▶ What to do: Your answer should be the lines below from the one with "the squirrel's eye" to the one with "of the shadow", both included, given again exactly and with nothing added.

(Point localization data)
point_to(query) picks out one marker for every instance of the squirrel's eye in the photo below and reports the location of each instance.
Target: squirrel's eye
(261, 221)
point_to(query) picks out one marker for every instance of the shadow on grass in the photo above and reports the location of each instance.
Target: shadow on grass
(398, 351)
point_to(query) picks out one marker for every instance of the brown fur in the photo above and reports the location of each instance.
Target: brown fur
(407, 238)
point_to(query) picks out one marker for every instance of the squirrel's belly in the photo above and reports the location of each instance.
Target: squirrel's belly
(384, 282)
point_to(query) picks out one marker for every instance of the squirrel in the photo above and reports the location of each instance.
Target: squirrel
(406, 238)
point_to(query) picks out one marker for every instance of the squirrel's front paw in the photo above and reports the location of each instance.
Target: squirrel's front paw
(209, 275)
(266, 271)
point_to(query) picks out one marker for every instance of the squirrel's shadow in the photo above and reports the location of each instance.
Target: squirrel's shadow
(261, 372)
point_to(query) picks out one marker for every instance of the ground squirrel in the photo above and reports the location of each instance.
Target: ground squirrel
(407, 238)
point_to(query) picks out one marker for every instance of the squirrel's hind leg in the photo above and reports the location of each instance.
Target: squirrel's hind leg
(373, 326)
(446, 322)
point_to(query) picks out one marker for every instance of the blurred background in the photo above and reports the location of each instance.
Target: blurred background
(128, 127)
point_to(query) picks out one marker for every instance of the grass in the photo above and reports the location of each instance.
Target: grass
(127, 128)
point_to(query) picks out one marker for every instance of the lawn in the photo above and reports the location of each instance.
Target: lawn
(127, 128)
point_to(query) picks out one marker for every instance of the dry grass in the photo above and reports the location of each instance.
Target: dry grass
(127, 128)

--

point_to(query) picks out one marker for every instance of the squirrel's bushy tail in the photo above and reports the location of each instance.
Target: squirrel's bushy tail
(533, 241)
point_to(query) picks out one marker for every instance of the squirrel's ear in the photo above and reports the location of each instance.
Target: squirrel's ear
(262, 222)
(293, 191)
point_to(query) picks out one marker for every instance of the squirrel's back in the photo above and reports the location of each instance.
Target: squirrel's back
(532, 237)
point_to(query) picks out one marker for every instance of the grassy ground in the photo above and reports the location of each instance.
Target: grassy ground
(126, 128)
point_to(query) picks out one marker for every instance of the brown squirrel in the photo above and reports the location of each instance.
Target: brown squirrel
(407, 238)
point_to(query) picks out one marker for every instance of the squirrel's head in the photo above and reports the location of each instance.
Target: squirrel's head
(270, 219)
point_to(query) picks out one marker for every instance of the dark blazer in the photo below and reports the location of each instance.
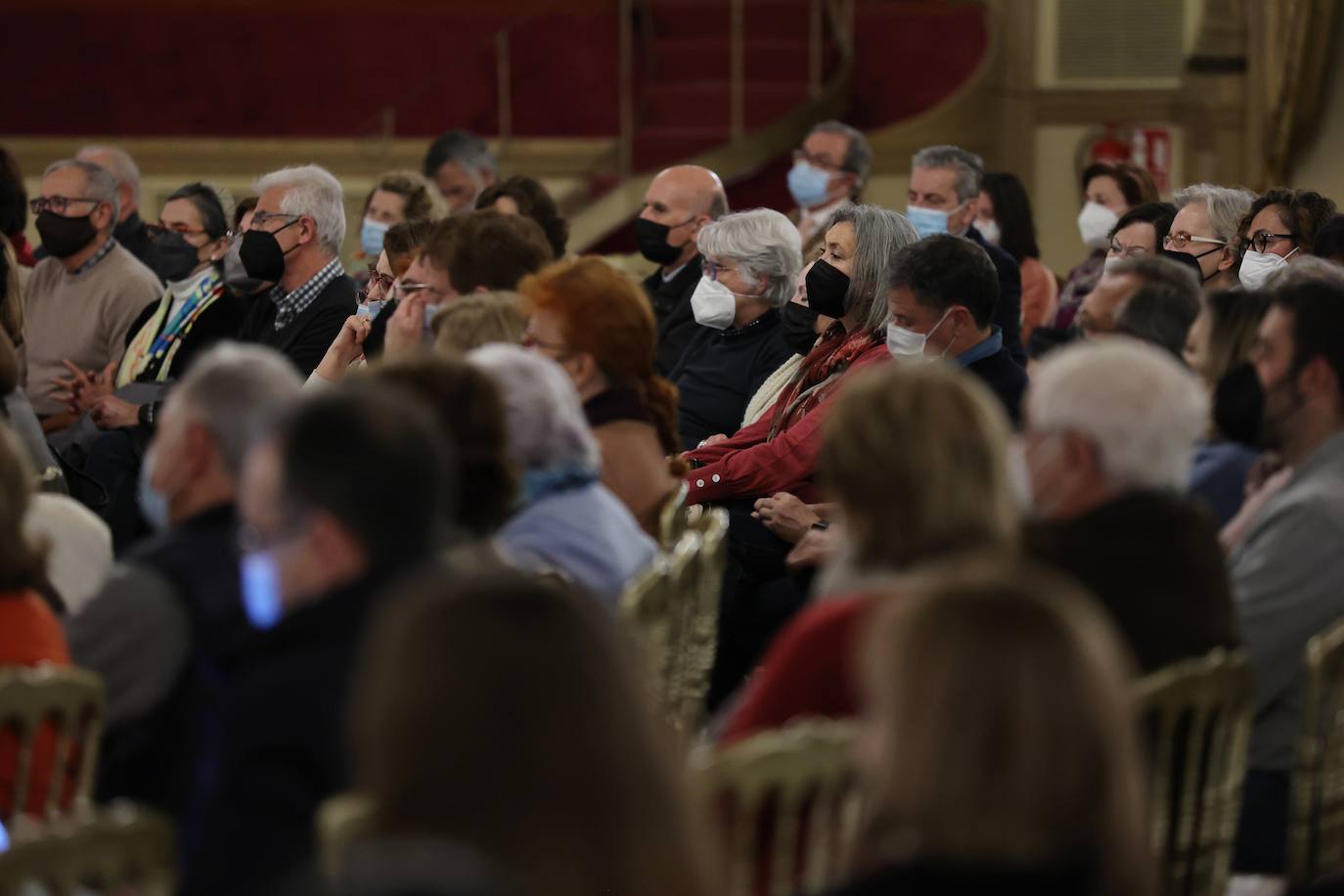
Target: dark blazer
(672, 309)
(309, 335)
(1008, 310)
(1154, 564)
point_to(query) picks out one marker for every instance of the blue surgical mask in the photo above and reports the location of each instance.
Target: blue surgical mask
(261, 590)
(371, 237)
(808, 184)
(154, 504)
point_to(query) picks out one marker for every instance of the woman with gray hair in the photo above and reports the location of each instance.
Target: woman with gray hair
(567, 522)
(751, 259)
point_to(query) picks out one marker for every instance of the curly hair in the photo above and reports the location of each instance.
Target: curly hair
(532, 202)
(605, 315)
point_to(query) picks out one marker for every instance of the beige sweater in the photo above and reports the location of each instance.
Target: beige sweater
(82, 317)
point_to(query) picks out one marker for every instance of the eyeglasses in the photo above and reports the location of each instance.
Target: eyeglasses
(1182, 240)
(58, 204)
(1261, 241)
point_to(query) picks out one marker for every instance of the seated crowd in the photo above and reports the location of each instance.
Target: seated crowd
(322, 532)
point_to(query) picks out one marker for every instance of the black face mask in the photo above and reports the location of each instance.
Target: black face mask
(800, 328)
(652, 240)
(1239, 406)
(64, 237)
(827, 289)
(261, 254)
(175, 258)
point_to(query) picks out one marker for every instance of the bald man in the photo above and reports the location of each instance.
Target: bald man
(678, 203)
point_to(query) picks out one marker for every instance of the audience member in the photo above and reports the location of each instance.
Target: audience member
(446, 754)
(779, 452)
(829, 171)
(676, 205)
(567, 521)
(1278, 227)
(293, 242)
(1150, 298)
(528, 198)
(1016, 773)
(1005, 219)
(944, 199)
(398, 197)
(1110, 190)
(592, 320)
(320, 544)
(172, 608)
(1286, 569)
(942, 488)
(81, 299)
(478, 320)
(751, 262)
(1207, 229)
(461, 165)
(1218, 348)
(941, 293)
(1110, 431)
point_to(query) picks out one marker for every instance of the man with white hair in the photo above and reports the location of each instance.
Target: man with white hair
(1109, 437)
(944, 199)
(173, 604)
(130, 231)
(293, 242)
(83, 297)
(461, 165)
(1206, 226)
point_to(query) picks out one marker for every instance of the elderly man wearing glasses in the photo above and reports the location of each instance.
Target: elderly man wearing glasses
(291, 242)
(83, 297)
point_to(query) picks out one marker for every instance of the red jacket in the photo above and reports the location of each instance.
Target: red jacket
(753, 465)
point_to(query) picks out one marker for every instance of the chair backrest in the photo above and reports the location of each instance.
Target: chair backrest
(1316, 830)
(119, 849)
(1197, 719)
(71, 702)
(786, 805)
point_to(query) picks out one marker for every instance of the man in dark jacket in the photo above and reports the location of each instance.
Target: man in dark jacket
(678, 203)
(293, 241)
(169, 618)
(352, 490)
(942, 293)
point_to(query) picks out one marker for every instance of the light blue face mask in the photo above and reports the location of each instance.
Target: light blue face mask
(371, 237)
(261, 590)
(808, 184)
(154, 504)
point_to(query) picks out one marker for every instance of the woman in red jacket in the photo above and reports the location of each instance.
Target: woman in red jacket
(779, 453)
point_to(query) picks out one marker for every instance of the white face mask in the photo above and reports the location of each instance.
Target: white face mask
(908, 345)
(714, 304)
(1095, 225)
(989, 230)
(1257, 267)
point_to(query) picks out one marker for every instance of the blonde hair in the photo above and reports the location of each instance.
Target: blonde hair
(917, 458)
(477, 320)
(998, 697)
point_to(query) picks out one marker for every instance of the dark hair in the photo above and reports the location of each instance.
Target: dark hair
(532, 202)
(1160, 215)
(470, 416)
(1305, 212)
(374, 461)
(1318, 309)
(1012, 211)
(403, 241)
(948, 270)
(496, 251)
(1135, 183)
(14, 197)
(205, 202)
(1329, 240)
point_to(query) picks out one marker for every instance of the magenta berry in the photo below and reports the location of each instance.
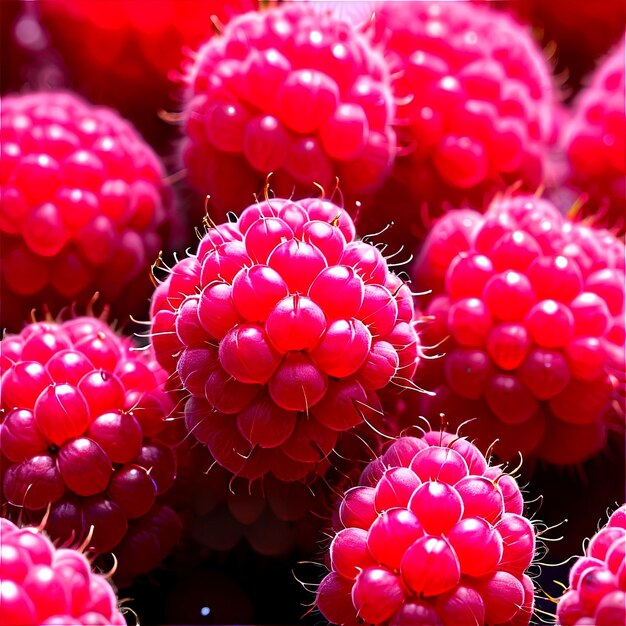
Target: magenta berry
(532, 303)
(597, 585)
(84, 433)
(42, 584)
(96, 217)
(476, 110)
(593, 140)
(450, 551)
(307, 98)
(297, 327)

* * *

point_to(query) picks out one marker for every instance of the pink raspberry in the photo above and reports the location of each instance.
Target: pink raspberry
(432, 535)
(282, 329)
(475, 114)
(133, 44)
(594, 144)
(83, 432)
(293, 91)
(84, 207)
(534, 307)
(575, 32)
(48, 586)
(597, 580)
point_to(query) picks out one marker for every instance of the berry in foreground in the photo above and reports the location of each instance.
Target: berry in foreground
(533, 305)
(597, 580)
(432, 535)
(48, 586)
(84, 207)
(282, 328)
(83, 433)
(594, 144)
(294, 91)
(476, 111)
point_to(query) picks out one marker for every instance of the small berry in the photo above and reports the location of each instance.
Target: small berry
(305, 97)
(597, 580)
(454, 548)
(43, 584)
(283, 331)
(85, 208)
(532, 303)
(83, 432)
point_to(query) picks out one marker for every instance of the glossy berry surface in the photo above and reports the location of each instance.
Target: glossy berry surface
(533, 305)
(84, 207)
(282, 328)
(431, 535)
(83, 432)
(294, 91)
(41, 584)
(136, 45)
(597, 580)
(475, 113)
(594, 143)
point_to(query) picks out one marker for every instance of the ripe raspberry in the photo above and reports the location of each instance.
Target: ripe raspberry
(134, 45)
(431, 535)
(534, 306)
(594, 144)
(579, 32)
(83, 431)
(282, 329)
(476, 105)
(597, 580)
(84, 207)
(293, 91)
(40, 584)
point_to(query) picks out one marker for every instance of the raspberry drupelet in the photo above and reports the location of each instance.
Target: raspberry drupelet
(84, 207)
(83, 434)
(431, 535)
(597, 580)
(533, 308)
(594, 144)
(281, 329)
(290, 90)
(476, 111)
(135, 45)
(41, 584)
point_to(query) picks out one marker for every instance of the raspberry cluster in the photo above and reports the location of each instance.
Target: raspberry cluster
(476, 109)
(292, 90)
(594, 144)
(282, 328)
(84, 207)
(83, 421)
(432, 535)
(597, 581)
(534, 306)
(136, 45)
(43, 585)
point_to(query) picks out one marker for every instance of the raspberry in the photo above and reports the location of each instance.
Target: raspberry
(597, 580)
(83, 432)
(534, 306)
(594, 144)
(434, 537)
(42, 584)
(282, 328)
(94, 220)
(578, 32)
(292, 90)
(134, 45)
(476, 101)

▶ Exercise solution:
point_to(query) picks out one marker for every instance of the squirrel's eye in the photo below and reports the location of each instance.
Target: squirrel's eye
(261, 221)
point_to(query) picks out one marker for every instance of the shadow on grass in the photo above and reports the location of each instance.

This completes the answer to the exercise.